Short task: Can you set down the lines below word for word, leaving the pictures out of your answer?

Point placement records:
..........

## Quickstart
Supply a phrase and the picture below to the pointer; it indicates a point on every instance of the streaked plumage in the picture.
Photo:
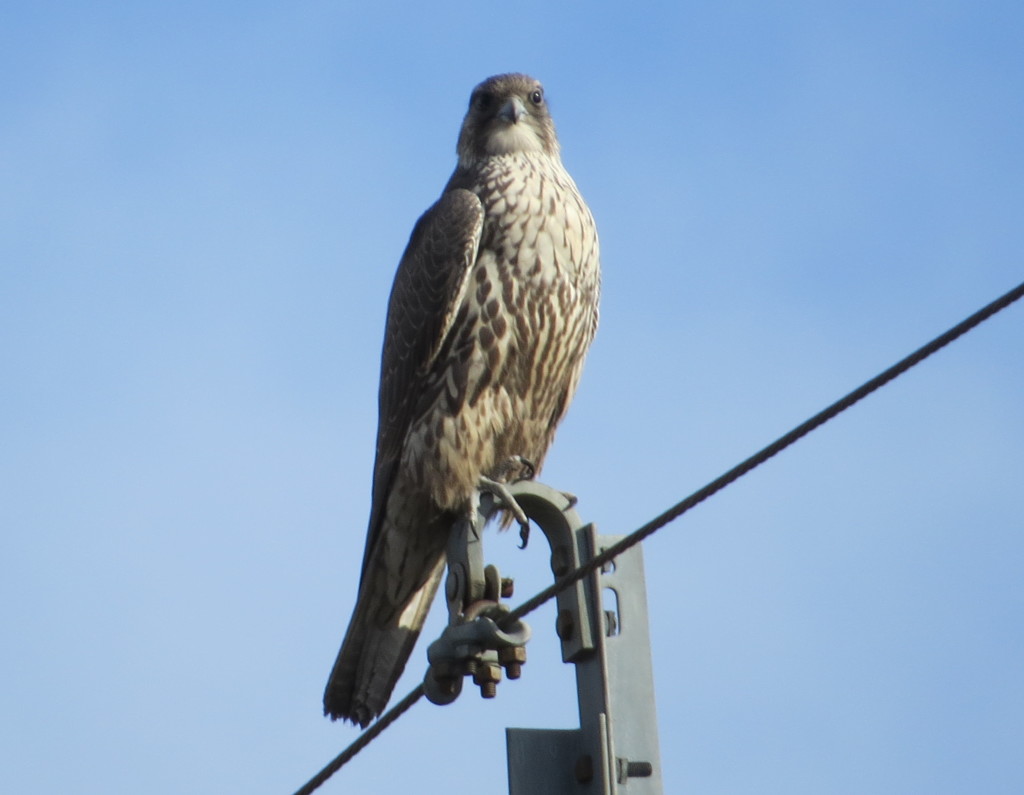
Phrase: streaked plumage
(493, 309)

..........

Finished exercise:
## Quickstart
Supply a phrase and the picture below to the pointer; it indicates a point on every instance of the streaked plumage in the picture.
Photo:
Phrase: streaked plumage
(493, 309)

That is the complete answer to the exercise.